## TEXT UNDER STUDY
☆ ☆ ☆ ☆ ☆
1. Field of the Invention
This invention relates to an improved structure for continuously distributing hot water evenly across the top face of a fill assembly in a crossflow water cooling tower.
2. Description of the Prior Art
Evaporative water cooling towers conventionally include a heat-exchanging fill assembly which gravitationally receives a stream of hot water to be cooled by flow of ambient derived air therethrough. Within the fill assembly, air is brought into sensible heat exchange relationship in a manner to effect the most efficient cooling of the water possible considering factors such as overall tower cost, pumping head of the water to be cooled, the water temperature range for the particular application, geographical sites of the tower. The means for inducing air flow may comprise a natural draft, hyperbolic tower structure, but, more commonly, a motor-driven fan is utilized because the hyperbolic tower requires a large amount of space as well as capital outlay. Moreover, the fan can be selectively controlled to operate only when needed to maintain the necessary air flow through the tower in relation to the air and water temperatures, whereas the natural draft tower, in contrast, must be sized for all ambient temperatures to which the tower will be subjected.
☆ ☆ ☆ ☆ ☆
## DATA BLOCK
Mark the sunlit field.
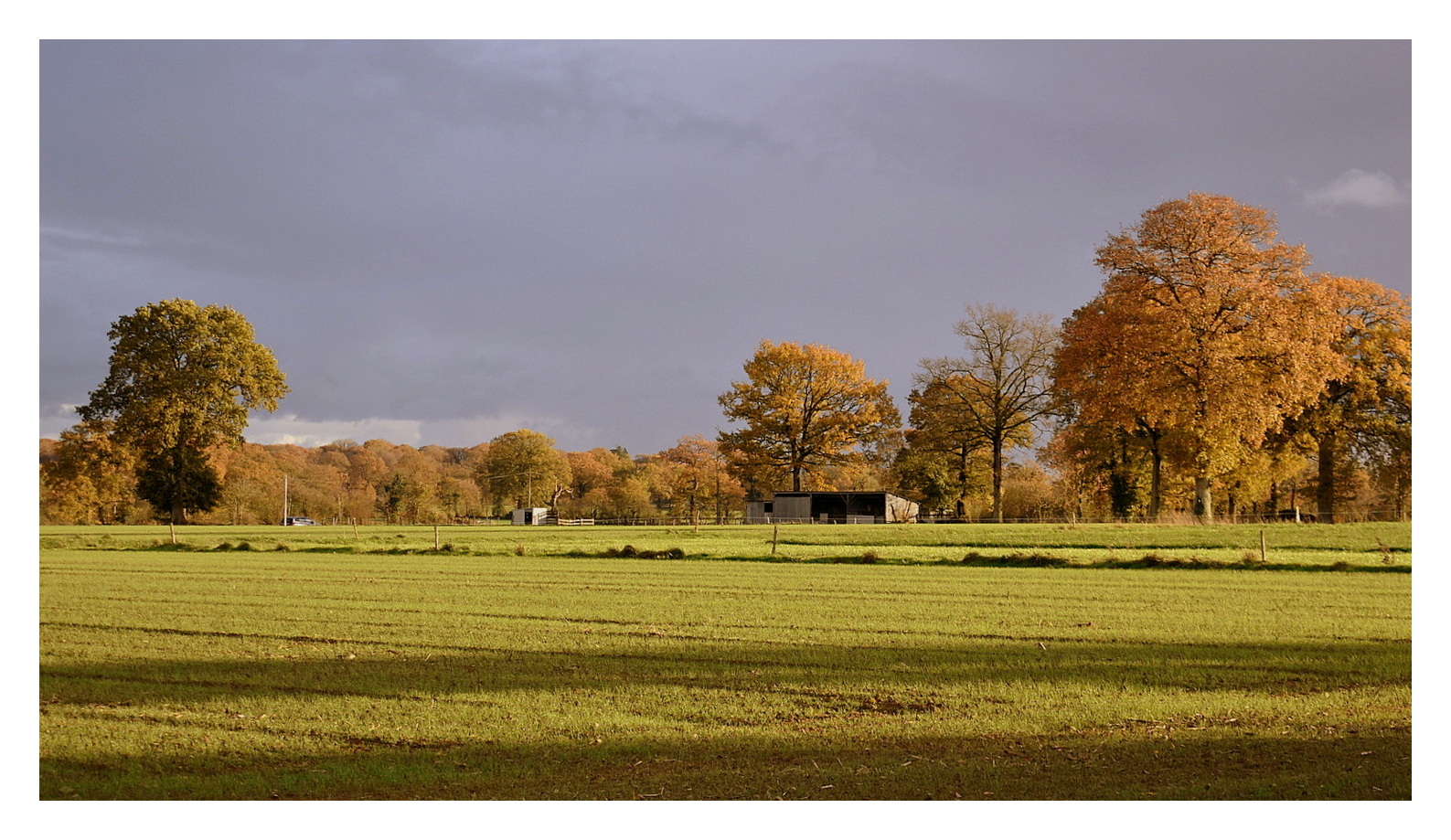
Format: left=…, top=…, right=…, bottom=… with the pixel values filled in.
left=39, top=524, right=1411, bottom=800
☆ ☆ ☆ ☆ ☆
## EXERCISE TASKS
1) In the cooling tower text, rewrite the passage between "1. Field of" and "water cooling tower.", inclusive, changing "crossflow" to "counterflow".
2) What reason does the cooling tower text give for a motor-driven fan being used more commonly than a hyperbolic tower?
3) Continue the cooling tower text from its last sentence.

## RESULTS OF THE EXERCISE
1)
1. Field of the Invention
This invention relates to an improved structure for continuously distributing hot water evenly across the top face of a fill assembly in a counterflow water cooling tower.

2) The hyperbolic tower requires a large amount of space as well as capital outlay.

3)
Mechanical draft cooling towers often are arranged in partitioned cells. The fill assembly of each cell is arranged in a pair of opposed, upright banks supported by tower framework, and each cell typically has a single, horizontally-disposed fan which overlies a plenum between the banks. Hot water to be cooled is delivered through piping to a distribution basin which overlies each bank of fill assembly. Subsequently, the water exits the basin in the form of a plurality of streams or sprays gravitationally delivered from metering nozzles or discharge orifices in the basic bottom and which impinge on the upper adjacent face of the fill assembly for break up into droplets or division into films for more effective heat transfer. Finally, the cooled water is gathered in a cold water collection reservoir underlying the fill assembly for ultimate return to the point of use.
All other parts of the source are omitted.